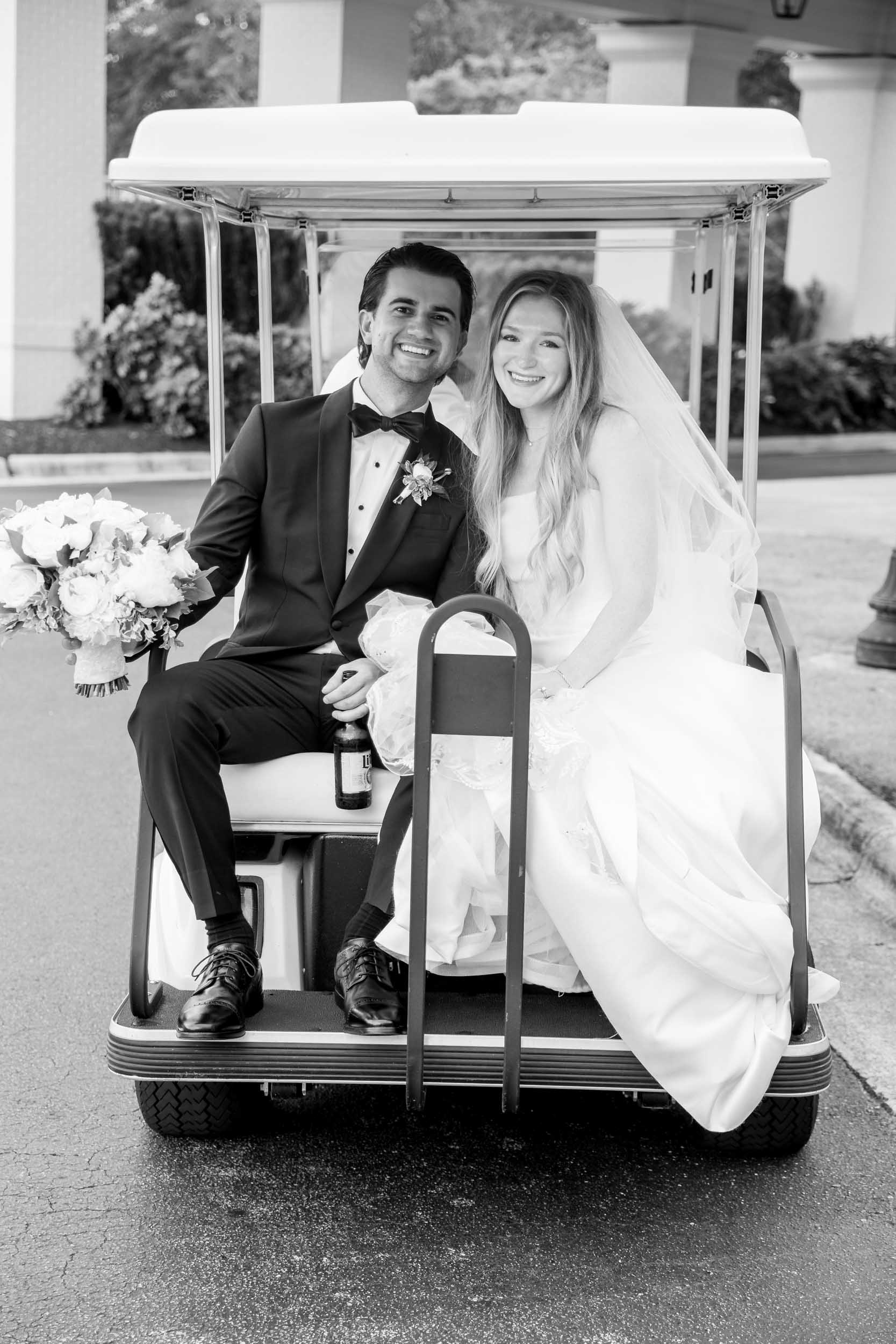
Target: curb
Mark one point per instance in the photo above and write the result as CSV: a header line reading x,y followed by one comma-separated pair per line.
x,y
89,468
857,816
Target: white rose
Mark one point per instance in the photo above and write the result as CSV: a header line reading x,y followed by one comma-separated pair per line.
x,y
53,512
89,603
147,578
77,507
42,541
19,582
183,566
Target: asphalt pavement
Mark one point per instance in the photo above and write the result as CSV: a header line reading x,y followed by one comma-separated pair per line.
x,y
345,1219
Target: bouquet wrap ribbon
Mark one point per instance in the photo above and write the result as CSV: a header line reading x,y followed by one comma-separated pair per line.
x,y
100,668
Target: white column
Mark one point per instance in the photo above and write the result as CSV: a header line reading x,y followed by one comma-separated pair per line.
x,y
336,52
668,65
843,234
675,65
53,141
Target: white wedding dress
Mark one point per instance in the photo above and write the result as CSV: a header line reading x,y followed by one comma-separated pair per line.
x,y
656,861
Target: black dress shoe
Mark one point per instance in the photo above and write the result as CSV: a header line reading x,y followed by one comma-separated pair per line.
x,y
229,992
364,990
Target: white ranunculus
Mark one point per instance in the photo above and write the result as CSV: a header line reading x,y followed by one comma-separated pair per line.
x,y
19,582
183,566
42,542
147,577
78,535
160,526
90,606
108,527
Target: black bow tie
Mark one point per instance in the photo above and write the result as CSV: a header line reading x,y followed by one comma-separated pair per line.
x,y
366,420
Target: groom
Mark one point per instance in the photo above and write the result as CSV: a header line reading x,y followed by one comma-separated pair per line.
x,y
307,495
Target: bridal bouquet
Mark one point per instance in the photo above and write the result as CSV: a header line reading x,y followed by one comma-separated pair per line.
x,y
100,571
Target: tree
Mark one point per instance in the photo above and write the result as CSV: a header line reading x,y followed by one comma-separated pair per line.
x,y
445,31
174,54
475,55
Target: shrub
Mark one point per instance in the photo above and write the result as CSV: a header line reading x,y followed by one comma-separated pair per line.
x,y
148,362
141,238
812,389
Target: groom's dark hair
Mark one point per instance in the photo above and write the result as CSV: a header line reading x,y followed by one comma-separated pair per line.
x,y
431,261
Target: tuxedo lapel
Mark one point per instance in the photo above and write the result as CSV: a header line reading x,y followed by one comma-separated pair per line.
x,y
334,467
393,520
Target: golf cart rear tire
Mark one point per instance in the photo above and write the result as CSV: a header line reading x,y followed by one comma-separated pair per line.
x,y
778,1125
197,1111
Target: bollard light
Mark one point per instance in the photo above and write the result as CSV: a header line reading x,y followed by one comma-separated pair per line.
x,y
876,646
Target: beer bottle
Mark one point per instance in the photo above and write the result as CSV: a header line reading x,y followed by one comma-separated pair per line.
x,y
353,749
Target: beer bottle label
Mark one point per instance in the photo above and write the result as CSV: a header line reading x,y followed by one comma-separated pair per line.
x,y
355,776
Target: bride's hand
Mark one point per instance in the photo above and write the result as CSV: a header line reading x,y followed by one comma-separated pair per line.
x,y
350,698
73,646
547,683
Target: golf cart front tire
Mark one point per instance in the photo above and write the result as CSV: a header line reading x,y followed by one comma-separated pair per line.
x,y
197,1109
778,1125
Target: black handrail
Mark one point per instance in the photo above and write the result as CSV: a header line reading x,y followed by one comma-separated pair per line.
x,y
794,793
146,995
518,725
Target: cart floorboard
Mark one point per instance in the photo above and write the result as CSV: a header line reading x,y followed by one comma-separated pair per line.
x,y
299,1036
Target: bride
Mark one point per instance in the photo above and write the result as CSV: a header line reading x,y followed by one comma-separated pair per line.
x,y
656,863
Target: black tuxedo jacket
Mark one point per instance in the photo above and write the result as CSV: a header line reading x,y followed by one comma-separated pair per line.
x,y
281,502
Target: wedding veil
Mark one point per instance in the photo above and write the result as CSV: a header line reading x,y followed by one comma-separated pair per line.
x,y
707,571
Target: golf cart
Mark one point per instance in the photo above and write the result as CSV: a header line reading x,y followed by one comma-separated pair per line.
x,y
551,178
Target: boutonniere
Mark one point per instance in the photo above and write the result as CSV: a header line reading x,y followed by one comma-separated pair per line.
x,y
421,482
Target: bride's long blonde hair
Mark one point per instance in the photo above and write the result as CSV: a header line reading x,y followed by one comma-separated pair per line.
x,y
499,432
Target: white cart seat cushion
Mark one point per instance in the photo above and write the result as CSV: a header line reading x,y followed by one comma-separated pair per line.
x,y
297,793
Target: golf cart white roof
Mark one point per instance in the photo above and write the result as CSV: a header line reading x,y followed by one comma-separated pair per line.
x,y
371,163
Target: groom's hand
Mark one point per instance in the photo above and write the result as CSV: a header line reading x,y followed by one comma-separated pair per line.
x,y
348,699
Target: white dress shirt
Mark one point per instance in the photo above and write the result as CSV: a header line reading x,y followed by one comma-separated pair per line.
x,y
375,459
447,397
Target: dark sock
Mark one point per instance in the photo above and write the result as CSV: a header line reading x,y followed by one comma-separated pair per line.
x,y
366,923
230,929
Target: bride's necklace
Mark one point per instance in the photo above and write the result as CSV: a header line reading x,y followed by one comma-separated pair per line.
x,y
536,440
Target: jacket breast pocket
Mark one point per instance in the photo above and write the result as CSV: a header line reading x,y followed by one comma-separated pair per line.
x,y
426,522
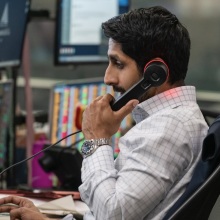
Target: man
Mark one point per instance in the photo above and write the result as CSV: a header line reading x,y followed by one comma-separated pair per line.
x,y
157,155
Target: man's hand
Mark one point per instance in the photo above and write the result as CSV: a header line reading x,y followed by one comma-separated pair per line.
x,y
100,121
20,208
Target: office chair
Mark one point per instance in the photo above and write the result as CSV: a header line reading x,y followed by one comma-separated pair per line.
x,y
201,194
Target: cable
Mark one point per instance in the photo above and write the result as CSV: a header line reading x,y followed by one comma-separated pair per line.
x,y
34,155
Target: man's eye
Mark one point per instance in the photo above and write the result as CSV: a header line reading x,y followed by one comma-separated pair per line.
x,y
119,65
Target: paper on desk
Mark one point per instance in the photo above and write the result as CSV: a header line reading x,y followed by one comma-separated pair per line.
x,y
64,206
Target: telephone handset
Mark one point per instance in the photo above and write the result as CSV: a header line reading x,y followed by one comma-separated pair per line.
x,y
155,74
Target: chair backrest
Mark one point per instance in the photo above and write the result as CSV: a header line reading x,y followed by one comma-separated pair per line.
x,y
197,201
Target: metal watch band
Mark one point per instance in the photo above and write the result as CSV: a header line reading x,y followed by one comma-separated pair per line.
x,y
90,146
101,141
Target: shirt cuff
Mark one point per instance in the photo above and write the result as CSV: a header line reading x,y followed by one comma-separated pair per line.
x,y
101,159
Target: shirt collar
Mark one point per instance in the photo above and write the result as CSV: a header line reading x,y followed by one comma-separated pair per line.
x,y
168,99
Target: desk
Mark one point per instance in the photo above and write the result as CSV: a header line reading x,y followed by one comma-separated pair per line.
x,y
54,208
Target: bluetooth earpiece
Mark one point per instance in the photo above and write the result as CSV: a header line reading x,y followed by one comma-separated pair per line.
x,y
156,72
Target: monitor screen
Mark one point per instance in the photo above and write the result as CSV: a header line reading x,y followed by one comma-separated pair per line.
x,y
5,110
65,98
13,20
78,35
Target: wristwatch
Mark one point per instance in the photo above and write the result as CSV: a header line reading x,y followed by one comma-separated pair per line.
x,y
90,146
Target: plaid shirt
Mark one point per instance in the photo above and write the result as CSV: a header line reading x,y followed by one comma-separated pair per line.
x,y
156,160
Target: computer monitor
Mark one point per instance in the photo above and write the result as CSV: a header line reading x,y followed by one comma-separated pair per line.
x,y
5,112
13,21
78,35
65,97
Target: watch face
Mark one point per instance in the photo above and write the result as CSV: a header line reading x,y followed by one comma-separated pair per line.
x,y
87,148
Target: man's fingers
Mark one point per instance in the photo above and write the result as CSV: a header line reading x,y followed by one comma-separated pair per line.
x,y
127,109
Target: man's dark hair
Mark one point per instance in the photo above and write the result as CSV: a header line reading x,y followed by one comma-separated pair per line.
x,y
147,33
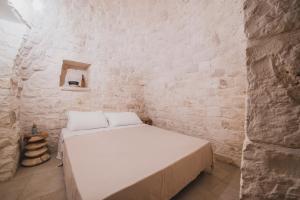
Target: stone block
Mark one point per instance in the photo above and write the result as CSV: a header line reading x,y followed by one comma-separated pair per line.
x,y
271,17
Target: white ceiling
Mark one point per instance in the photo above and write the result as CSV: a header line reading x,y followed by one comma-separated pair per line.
x,y
7,13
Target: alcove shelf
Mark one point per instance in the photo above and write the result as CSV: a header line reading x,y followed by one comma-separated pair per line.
x,y
74,71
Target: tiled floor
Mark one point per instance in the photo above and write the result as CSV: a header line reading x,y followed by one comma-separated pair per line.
x,y
46,182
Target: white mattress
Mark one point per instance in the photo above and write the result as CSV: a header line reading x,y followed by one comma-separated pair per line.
x,y
66,133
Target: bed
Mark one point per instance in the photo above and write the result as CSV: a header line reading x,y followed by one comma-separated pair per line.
x,y
131,162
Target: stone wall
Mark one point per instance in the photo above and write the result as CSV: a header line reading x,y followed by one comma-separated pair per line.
x,y
10,40
184,60
93,32
197,72
271,154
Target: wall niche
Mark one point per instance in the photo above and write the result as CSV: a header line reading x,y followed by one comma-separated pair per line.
x,y
74,76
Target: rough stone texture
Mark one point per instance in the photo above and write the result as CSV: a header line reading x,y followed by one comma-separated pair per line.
x,y
185,63
10,40
197,80
270,166
92,32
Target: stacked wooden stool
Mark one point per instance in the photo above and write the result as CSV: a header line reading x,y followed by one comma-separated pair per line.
x,y
36,150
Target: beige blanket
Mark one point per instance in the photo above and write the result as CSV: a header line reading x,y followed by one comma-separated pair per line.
x,y
132,163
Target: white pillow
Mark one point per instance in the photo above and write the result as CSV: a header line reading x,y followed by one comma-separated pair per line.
x,y
122,118
86,120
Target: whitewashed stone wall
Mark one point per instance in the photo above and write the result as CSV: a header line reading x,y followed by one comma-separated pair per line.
x,y
271,155
196,82
10,41
94,32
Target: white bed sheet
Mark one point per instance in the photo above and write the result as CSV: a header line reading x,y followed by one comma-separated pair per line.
x,y
65,133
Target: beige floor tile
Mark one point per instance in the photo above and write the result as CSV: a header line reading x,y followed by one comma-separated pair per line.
x,y
57,195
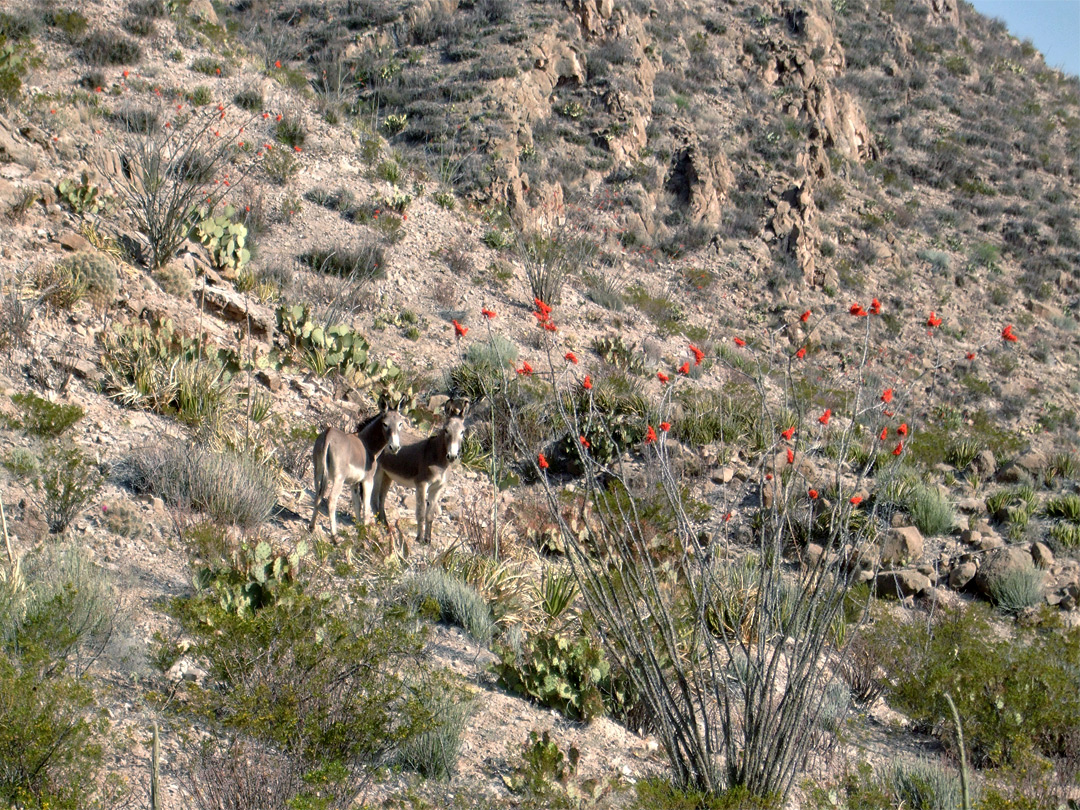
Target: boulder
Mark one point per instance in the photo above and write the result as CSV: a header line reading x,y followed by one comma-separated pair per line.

*SET TASK*: Can you rewrite everything from the line containing "Target: boulder" down to the end of the entries, with "boulder" replaced by "rock" and nothing else changed?

*COMPLETE ANSWER*:
Target: rock
Mark one point per instance in the photo above and write the result as CSV: a header line reading x,y followed by one comma-separated pair per line.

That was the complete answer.